### [DIRECTION]
Reproduce the rows below verbatim, starting at the first line of the rows and ending at the line that contains "pixel 900 155", with both of those lines included. Leave the pictures out of your output.

### [SUPPLIED MATERIAL]
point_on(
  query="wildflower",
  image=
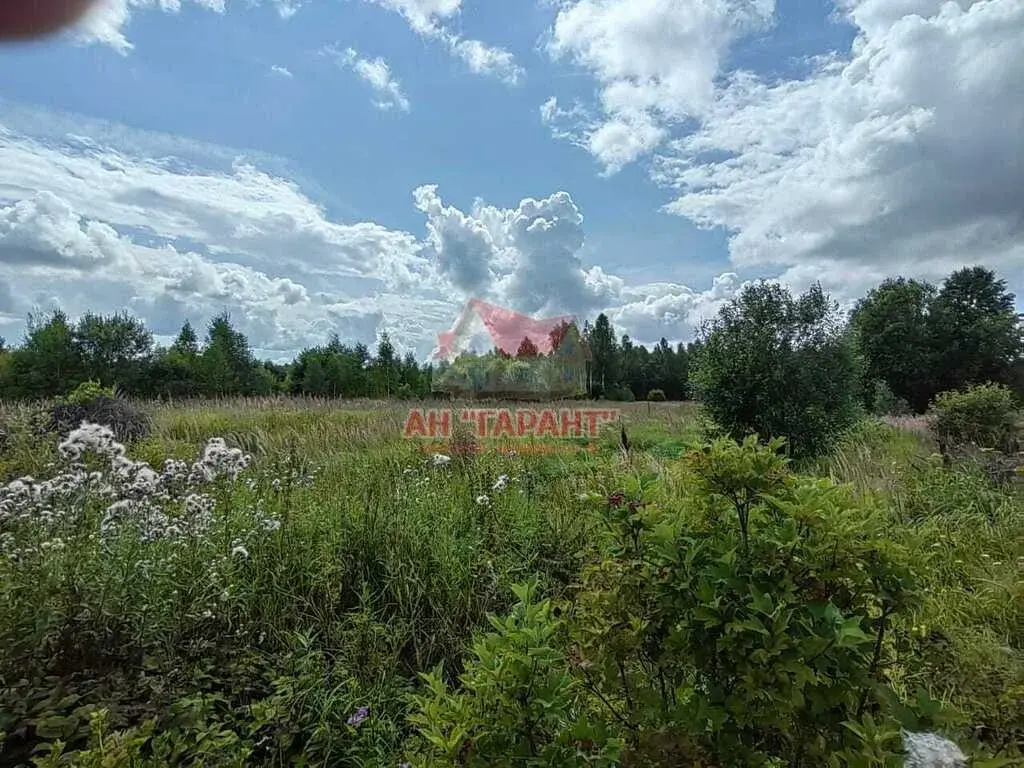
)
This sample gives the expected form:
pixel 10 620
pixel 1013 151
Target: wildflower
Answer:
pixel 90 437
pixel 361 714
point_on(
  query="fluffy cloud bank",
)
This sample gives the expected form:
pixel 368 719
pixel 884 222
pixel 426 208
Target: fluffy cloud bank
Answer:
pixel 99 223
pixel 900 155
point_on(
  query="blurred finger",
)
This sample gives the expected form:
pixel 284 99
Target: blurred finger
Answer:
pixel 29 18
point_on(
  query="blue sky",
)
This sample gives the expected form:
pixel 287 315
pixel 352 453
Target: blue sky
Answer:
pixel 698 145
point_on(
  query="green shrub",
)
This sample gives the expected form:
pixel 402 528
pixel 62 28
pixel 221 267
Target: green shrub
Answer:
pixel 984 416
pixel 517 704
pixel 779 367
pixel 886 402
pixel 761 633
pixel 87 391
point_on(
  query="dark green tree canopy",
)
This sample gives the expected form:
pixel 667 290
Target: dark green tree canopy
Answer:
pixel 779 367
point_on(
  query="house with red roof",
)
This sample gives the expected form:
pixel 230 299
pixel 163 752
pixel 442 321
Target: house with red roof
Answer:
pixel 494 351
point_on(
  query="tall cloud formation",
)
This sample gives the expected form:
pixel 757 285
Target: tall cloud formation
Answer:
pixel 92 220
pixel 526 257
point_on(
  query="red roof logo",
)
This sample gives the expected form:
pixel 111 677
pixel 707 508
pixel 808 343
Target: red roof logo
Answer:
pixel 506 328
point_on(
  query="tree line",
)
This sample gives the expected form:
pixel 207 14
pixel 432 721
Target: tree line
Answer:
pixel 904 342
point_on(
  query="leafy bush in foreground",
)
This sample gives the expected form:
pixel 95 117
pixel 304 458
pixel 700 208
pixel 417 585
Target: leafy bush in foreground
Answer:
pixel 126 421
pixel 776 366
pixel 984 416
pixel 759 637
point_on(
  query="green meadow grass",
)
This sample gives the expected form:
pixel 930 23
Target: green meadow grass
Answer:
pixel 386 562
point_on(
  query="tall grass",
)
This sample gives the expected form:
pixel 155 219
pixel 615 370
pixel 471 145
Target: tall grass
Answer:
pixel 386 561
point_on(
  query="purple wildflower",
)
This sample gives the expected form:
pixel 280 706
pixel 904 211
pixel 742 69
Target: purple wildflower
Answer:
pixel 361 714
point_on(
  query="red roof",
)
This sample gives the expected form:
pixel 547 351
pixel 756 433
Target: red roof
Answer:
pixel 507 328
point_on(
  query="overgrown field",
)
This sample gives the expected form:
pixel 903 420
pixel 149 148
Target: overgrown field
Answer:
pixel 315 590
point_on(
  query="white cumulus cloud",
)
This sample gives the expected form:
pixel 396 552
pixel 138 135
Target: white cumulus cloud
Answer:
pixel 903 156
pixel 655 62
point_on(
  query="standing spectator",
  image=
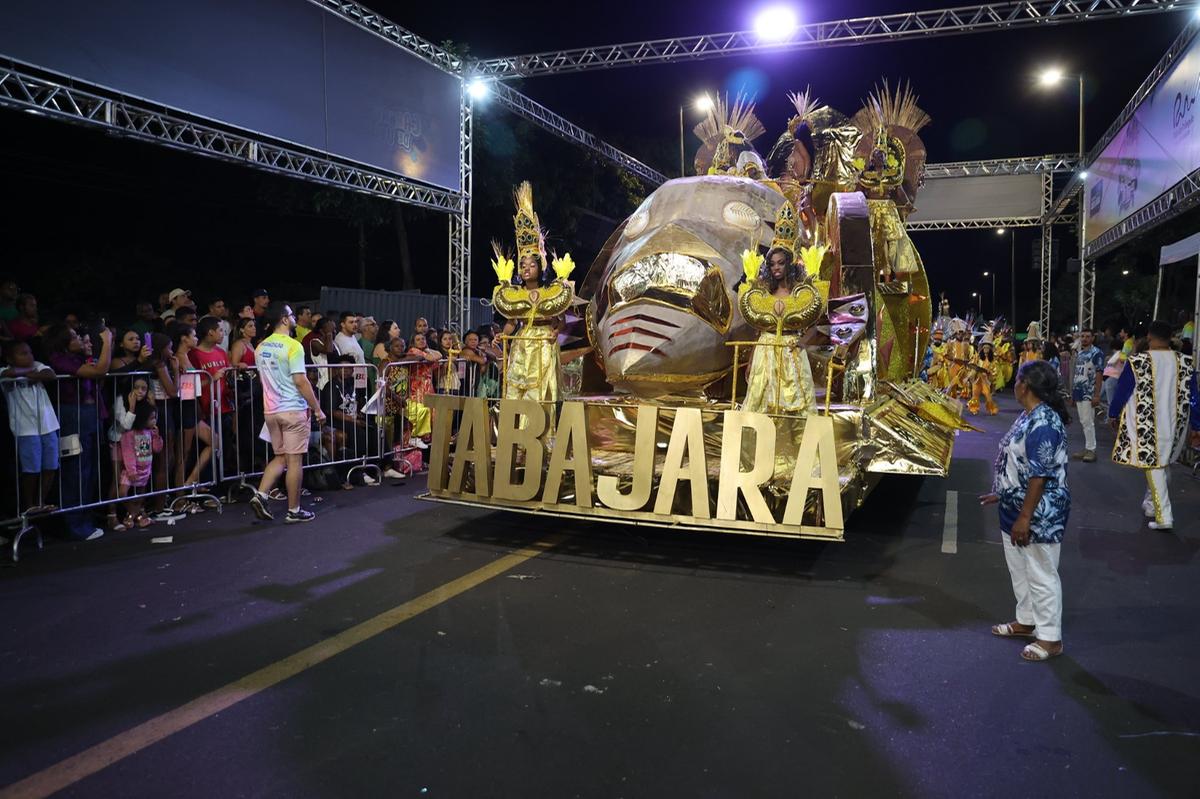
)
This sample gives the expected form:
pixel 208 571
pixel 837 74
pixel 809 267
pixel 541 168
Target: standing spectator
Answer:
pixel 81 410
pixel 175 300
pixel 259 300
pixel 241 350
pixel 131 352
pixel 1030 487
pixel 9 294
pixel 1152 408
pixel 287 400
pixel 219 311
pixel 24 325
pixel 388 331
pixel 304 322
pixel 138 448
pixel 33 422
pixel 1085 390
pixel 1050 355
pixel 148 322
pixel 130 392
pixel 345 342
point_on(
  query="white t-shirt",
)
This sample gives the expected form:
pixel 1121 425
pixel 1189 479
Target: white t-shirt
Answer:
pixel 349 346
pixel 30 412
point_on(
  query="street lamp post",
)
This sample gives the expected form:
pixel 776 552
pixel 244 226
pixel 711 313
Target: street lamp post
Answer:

### [THE SOLUTION]
point_on(
  query="wildflower",
  image=
)
This sample gives the expected form:
pixel 10 620
pixel 1013 151
Target: wildflower
Answer:
pixel 90 437
pixel 361 714
point_on(
  query="fluffy cloud bank",
)
This sample gives the expected form:
pixel 368 719
pixel 884 222
pixel 426 208
Target: fluffy cloud bank
Answer:
pixel 99 223
pixel 900 155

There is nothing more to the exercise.